### PROBLEM TO SOLVE
Reproduce each of the entries below word for word, omitting the pictures from your reply.

### THE DATA

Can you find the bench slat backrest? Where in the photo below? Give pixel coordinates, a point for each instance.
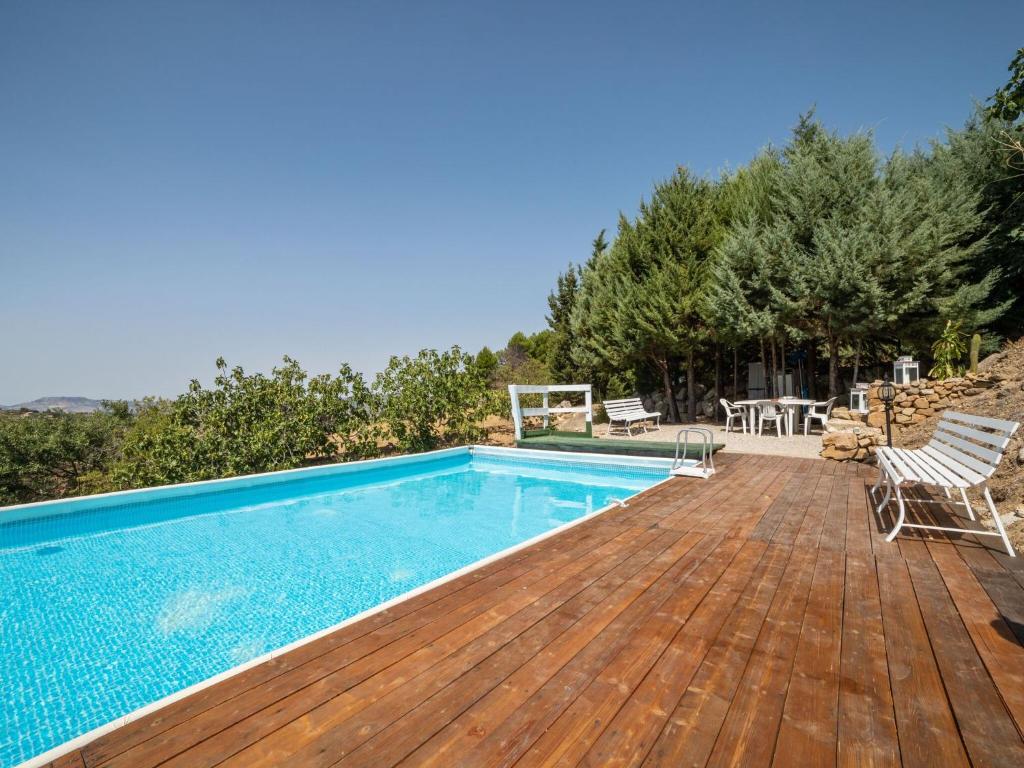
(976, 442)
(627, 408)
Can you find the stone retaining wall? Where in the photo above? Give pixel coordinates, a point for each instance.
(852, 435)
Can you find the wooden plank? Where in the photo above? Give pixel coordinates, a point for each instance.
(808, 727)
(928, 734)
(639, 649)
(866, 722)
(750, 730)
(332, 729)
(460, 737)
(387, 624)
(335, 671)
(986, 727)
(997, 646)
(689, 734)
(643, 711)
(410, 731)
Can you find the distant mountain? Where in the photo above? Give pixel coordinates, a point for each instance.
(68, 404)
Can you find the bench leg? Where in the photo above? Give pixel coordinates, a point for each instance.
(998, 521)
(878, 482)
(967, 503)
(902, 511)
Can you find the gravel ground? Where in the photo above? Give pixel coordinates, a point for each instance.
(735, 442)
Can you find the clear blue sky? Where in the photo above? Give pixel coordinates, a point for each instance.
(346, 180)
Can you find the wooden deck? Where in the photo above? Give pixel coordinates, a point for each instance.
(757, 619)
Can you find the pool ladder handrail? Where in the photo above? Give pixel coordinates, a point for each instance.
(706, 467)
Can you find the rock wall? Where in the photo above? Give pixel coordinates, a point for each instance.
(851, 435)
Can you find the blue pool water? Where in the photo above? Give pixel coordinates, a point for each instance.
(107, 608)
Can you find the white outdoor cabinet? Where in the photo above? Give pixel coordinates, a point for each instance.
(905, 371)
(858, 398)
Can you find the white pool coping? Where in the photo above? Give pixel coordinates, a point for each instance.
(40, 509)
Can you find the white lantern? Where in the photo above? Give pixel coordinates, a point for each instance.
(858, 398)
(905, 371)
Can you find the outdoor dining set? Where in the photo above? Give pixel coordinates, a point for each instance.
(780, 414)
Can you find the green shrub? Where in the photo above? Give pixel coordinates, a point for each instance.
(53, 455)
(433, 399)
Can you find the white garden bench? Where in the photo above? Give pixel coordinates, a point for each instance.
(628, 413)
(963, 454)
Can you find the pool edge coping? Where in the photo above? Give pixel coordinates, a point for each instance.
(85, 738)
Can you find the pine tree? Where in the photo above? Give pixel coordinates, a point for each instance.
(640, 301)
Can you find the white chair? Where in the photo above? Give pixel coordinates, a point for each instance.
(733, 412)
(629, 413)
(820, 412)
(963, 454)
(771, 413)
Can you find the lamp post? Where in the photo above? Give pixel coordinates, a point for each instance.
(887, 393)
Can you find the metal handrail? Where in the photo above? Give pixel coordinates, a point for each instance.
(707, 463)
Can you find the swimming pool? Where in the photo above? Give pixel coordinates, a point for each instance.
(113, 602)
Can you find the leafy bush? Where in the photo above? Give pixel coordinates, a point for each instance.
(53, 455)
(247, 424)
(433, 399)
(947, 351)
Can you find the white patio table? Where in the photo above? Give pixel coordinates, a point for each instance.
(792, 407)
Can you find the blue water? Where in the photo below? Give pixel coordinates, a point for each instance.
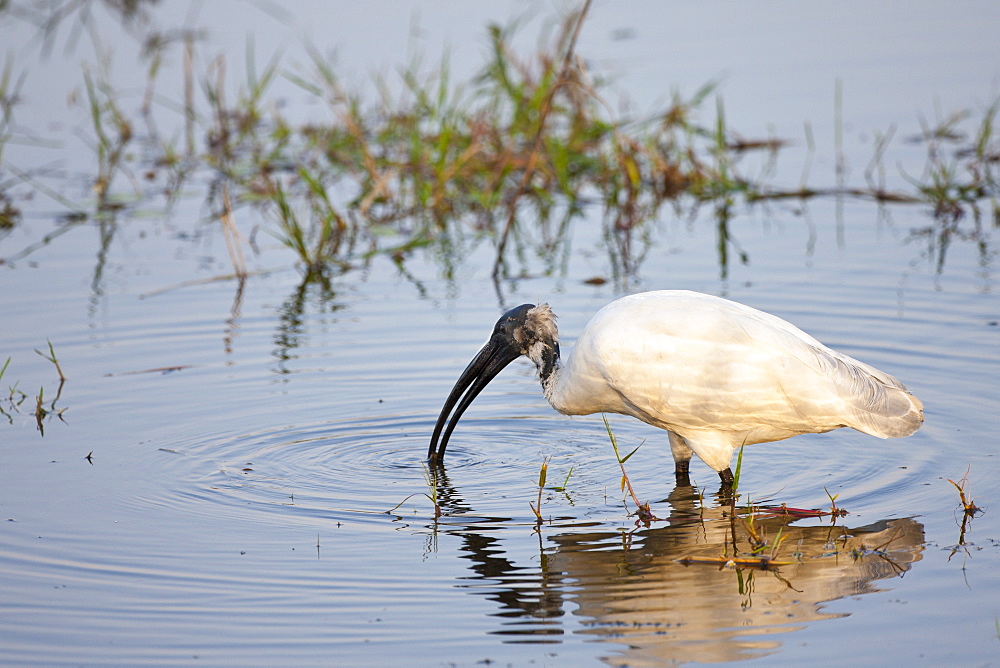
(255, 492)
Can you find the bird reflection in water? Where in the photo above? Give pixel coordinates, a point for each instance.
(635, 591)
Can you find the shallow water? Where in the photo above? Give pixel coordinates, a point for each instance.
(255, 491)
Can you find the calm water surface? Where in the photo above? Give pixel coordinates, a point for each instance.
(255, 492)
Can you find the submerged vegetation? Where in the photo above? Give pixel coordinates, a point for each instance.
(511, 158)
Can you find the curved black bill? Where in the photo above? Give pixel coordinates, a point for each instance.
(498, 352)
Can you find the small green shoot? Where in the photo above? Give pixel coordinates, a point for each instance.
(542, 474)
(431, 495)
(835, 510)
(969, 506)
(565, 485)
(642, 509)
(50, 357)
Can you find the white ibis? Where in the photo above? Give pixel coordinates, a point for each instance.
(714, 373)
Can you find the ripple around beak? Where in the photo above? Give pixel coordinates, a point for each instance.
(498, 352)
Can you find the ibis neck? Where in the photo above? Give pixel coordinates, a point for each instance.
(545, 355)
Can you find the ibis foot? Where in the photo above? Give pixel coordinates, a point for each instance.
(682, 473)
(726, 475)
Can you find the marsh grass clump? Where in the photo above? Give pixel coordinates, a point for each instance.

### ANSWER BELOW
Can you find the bench slat backrest? Where in the photo below? Give pixel coordinates, a point for each instance.
(976, 442)
(627, 408)
Can you find the stone retaining wall? Where in the photo above? Give pixel coordinates, a point for each instance.
(852, 435)
Can you find the wooden plank? Where in the photo above? Give pixel coordinates, a point for each instance.
(808, 727)
(928, 734)
(639, 649)
(866, 722)
(750, 730)
(332, 729)
(460, 737)
(387, 624)
(335, 671)
(986, 727)
(997, 646)
(689, 734)
(643, 711)
(410, 731)
Can you find the distant mountain? Where in the photo above? Give pixel coordinates, a point for each instance.
(68, 404)
Can you find the bench leg? Where in the photo above? Give pixel coordinates, a point for each instance.
(998, 521)
(878, 482)
(967, 503)
(902, 511)
Can you find the gravel ground? Where in the photo above? Give pixel coordinates, a point for each instance.
(735, 442)
Can you find the clear blue sky? Where in the photo above? Give pixel coordinates, a point for each instance.
(346, 180)
Can you find the wooden deck? Where in the photo above? Give pixel coordinates, a point for each instance.
(757, 619)
Can you find the pool ladder handrail? Where in the photo above? Give pixel coordinates, a point for each instance.
(706, 467)
Can you find the rock wall? Where in the photo above? Give pixel coordinates, a point for each instance.
(851, 435)
Can you find the blue pool water? Where in the photo above? Give pixel coordinates, a point for each instance.
(107, 608)
Can you find the white outdoor cabinet? Where in the photo above? Give pixel coordinates, a point for each instance.
(905, 371)
(858, 398)
Can you find the white pool coping? Where in the photo above? Give pixel coordinates, a point for each instance.
(40, 509)
Can you find the white lantern? Where in the photo above? Give pixel coordinates, a point for each instance.
(858, 398)
(905, 371)
Can you find the outdoor dining set? Where in the photo above? Give pixel coordinates, a point for each instance.
(780, 414)
Can you find the green shrub? Where in the photo above? Give pixel coordinates, a point for each instance.
(53, 455)
(433, 399)
Can you find the white garden bench? Where in the photo above? Give pixel coordinates, a point for each instance.
(628, 413)
(963, 454)
Can you find the pool edge coping? Where in the photo above? Give pixel coordinates, a point for each instance.
(85, 738)
Can you find the pine tree? Where in the photo above? Give pixel coordinates, a point for each instance.
(640, 301)
Can you find the white chair? Where in the photo above? Give pixel coordinates, a point for each instance.
(733, 412)
(629, 413)
(820, 412)
(963, 454)
(771, 413)
Can you find the lamp post? Where in the photo above? Give pixel coordinates, a point for each instance.
(887, 393)
Can you find the metal handrail? Where in the photo above? Give pixel coordinates, a point for each instance.
(707, 463)
Can you find the swimming pool? Where in the photo above? Give pixel coordinates, a point for each instance.
(113, 602)
Can you find the leafy bush? Where in the photo above? Give pixel coordinates, a point for each instance.
(53, 455)
(247, 424)
(433, 399)
(947, 351)
Can you find the white patio table? Where in the photo above? Give pixel coordinates, a point for each instance.
(792, 407)
Can you find the blue water? Where in the photo below? Give pixel coordinates, a point for each instance.
(255, 492)
Can you find the bird reflection in water? Where in the photo above? Give pixel coordinates, a point for each instance.
(635, 591)
Can you find the shallow water? Where in the photo above? Give pixel coordinates, a point for each instance.
(255, 491)
Can you find the calm water surface? Where in the photo above? Give pixel coordinates, a point for each instance.
(255, 492)
Can you find the submerged vegetation? Where in the photo above? Give pixel coordinates, a point for each instance.
(511, 158)
Can you find the curved black bill? Where in the photo above? Give pixel coordinates, a point for each instance.
(498, 352)
Can you find the small green shoot? Where in the photo above? Give pixel coordinates, a point for each instance.
(542, 474)
(431, 495)
(835, 510)
(969, 506)
(565, 485)
(642, 509)
(50, 357)
Can you find the white ibis? Where in the photo above? Give pixel coordinates, a point for each instance.
(714, 373)
Can you find the ripple around beak? Where in the photo above? Give pixel coordinates, a point for each instance.
(498, 352)
Can you find the ibis neck? Where in the photo above? Give pixel coordinates, a point for each instance.
(545, 355)
Can you find the ibis foot? Where in the photo above? Give pixel coordinates, a point for each instance.
(682, 473)
(726, 475)
Can you find the marsh grass clump? Where in the photo above? Give pixel coordinates, a point for each instance.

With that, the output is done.